[Document section]
▬▬▬

Quantitative Aptitude - SPLessons

Quadratic Functions

Chapter 45

SPLessons 5 Steps, 3 Clicks
5 Steps - 3 Clicks

Quadratic Functions

shape Introduction

Function: A relationship between a set of inputs and a set of allowable outputs is defined as a function and each input is is related to a particular output. A function is also described as a relation between different variables. It is commonly expressed as an expression involving one or more variables.

The inputs to a function are variables such as \(x\).

The output of the function can be represented as \(f(x)\) or \(g(x)\) for a particular value of \(x\).

Output of the function is always equal to two times the value of \(x\) ie.

\(f(x)\) = \(x\)

▬▬▬

[Records supplied]

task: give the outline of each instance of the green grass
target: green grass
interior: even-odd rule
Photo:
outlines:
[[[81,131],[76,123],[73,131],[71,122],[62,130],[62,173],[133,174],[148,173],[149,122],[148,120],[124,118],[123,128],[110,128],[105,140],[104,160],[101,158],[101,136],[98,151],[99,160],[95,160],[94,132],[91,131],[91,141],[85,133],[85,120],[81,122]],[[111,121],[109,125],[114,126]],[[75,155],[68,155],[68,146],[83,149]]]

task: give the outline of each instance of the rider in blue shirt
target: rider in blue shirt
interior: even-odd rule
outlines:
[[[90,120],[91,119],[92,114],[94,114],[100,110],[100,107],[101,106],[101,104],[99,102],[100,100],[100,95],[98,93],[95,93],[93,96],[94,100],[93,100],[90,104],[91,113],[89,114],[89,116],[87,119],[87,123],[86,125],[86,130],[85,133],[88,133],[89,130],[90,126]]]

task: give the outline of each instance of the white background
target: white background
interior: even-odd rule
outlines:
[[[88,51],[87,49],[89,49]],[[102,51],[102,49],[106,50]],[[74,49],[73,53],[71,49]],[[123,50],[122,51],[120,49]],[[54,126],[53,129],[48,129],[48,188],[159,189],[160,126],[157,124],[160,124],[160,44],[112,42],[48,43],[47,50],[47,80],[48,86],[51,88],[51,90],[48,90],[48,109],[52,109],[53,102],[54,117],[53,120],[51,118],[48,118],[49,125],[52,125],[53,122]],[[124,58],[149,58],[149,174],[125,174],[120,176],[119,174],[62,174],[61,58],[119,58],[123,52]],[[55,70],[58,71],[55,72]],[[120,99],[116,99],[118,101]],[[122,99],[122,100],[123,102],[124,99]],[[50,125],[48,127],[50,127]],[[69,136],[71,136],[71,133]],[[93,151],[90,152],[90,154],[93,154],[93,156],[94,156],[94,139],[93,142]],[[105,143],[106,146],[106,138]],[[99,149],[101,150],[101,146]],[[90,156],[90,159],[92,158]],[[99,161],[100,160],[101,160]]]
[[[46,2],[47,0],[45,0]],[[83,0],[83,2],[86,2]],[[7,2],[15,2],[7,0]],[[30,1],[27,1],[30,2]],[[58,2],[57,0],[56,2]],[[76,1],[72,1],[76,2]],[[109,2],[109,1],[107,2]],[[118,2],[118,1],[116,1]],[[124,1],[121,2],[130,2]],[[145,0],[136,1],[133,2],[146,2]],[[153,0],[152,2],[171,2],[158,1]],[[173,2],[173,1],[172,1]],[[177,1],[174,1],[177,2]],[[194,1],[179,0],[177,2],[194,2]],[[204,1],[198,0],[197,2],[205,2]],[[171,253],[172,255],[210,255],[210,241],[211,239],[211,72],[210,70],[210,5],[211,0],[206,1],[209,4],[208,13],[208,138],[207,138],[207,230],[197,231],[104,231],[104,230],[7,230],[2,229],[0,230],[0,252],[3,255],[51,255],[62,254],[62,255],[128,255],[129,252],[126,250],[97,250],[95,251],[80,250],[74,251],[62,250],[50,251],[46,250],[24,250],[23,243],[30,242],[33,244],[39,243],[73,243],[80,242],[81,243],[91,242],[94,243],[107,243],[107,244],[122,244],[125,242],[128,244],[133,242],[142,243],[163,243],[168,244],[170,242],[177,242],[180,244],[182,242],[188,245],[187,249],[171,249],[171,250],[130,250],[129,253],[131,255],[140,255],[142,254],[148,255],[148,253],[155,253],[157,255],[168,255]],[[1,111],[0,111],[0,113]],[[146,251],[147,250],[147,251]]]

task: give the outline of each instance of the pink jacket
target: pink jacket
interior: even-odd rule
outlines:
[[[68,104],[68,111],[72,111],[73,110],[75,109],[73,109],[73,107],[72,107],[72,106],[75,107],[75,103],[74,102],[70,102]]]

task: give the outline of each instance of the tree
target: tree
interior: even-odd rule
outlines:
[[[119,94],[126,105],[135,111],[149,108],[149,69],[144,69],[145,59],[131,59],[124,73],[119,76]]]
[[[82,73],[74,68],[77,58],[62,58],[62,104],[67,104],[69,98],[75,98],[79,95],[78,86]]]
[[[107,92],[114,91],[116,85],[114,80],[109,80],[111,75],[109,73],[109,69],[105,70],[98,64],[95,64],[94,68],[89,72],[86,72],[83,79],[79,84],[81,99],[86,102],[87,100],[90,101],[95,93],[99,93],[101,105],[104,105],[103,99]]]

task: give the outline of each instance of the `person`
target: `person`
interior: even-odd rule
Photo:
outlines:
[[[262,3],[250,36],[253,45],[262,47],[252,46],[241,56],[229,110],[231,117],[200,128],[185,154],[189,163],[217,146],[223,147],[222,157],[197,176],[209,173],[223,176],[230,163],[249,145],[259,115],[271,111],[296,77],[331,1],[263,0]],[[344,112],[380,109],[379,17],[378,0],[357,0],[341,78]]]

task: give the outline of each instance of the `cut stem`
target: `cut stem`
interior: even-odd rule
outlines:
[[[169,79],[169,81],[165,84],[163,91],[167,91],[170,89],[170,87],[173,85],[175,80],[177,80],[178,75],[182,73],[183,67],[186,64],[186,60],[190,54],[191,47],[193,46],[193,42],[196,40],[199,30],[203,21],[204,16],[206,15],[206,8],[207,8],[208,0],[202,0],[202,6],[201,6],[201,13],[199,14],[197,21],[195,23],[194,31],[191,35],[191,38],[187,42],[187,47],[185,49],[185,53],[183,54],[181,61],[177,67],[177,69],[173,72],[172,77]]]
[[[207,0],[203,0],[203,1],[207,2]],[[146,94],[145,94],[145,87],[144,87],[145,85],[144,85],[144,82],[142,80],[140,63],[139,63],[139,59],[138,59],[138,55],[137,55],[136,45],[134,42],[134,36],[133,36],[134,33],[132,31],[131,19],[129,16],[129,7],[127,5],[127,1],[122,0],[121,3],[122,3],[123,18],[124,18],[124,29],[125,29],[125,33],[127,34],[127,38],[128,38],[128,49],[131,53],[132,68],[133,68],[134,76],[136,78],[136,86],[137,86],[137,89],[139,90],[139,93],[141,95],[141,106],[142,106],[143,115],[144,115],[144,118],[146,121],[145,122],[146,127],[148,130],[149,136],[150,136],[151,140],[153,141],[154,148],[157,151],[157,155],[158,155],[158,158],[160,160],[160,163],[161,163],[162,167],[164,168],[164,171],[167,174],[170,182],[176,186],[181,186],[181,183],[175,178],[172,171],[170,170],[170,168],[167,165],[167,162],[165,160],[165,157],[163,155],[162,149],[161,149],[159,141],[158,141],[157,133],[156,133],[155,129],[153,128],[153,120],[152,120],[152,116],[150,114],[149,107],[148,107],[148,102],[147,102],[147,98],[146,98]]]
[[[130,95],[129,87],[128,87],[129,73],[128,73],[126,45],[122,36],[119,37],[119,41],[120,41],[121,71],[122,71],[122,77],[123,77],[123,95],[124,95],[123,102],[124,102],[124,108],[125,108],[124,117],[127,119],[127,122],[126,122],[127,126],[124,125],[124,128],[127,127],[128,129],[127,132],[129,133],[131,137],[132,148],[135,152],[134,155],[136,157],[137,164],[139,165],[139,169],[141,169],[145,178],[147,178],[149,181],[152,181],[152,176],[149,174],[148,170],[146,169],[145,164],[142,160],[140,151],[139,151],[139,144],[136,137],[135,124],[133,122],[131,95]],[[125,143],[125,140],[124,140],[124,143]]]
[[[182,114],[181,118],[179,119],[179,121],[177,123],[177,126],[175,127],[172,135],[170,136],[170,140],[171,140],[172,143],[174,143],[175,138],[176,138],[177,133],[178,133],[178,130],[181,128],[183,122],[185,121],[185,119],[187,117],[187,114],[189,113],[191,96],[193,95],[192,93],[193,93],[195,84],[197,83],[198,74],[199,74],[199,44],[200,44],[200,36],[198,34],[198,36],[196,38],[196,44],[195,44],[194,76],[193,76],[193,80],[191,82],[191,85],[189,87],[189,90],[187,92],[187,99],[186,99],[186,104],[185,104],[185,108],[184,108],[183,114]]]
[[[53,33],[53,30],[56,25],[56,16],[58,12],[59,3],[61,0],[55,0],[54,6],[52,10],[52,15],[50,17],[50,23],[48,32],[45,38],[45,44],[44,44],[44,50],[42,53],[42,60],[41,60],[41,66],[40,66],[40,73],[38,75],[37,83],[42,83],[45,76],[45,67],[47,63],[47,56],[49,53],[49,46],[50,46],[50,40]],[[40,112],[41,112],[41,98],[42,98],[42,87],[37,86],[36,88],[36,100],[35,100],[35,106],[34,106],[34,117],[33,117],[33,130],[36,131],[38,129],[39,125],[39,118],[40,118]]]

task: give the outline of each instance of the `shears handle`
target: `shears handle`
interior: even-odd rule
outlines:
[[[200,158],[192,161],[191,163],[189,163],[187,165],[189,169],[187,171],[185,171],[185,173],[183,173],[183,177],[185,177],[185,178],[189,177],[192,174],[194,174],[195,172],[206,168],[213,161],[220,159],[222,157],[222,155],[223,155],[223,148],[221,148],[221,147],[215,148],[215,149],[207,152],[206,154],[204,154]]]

▬▬▬

[Short problem A]
Transcribe the quadratic functions page word for word, everything from "shape Introduction" down to "or more variables.".
[Short problem B]
Answer these questions about the quadratic functions page:
(i) What chapter number does the page give?
(ii) What does the page say a function is also described as?
(iii) In what two ways can the output of the function be represented?

[Full solution A]
shape Introduction

Function: A relationship between a set of inputs and a set of allowable outputs is defined as a function and each input is is related to a particular output. A function is also described as a relation between different variables. It is commonly expressed as an expression involving one or more variables.

[Full solution B]
(i) Chapter 45.
(ii) A relation between different variables.
(iii) As \(f(x)\) or \(g(x)\).